Con la richiesta di condanna a pene che vanno dai 6 ai 9 mesi di reclusione, si è conclusa la requisitoria del Pubblico Ministero Annamaria Clemente a carico dei quattro imputati dei furti che sarebbero avvenuti al supermercato all’interno del Big Store di Madonna dell’Olmo tra l’aprile e il giugno del 2019.
Secondo l’accusa, mentre due dei quattro imputati, un dipendente e un’ex dipendente del supermercato, avrebbero intenzionalmente selezionato per lo scarto della merce ancora vendibile e in alcuni casi addirittura appositamente danneggiata per poi scartarla, gli altri due imputati l’avrebbero prelevata dalla zona dei cassonetti per i rifiuti situata nel cortile esterno. Ad uno degli imputati era contestato di aver sottratto alcune confezioni di the e di Coca-Cola, creando una falsa lettera di donazione ad una scuola dell’infanzia.
Per le loro indagini, i Carabinieri avevano utilizzato le riprese video delle telecamere poste sia all’interno che nel cortile esterno del supermercato, in cui si vedevano i due impiegati nel settore del magazzino portare ai cassonetti dei sacchi neri da buttare e poi due persone che arrivavano con auto private a prelevare la merce.

Esercizi:
1 - Nel brano sul processo per i furti al supermercato, che cosa hanno usato i Carabinieri per le indagini?
2 - Riprendi il brano sul processo per i furti al supermercato di Madonna dell'Olmo dal punto in cui si ferma.
Il materiale qui sotto viene da un'altra fonte.

Materiale fornito:
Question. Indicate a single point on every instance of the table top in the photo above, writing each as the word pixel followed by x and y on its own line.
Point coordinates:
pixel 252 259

Risposte:
1 - Le riprese video delle telecamere poste sia all'interno sia nel cortile esterno del supermercato.

2 -
“La merce era buona e veniva scaricata col lettore ottico – aveva sottolineato la dottoressa Clemente -, portata fuori e prelevata con auto private. I presupposti del furto ci sono tutti, c’è la sottrazione di beni e l’ingiusto profitto”.
Una ricostruzione a cui si è associato l’avvocato di parte civile per la Dimar, Rinaldo Sandri, il quale aveva ribadito che la rottura delle confezioni della merce era lo strumento attraverso cui si costruiva il furto, “un’organizzazione perfetta fintanto che la contabilità tornava”.
Conclusioni fortemente contestate dalle difese dei quattro imputati i quali, in modi e con sfumature diverse hanno sottolineato le lacune dell’indagine, fondata esclusivamente sulle immagini delle telecamere senza nessuna indicazione precisa nè della merce sottratta nè della contestata combutta fra i quattro imputati, “non è stata portata nessuna prova dell’accordo fra i quattro, nessuna preordinazione – ha precisato l’avvocato Fabrizio Di Vito per P.V., uno dei due uomini che prelevavano la merce dai cassonetti – c’è solo il fatto che un anziano che possiede un orto con delle galline veniva a prelevare degli scarti di ortaggi per i propri animali”.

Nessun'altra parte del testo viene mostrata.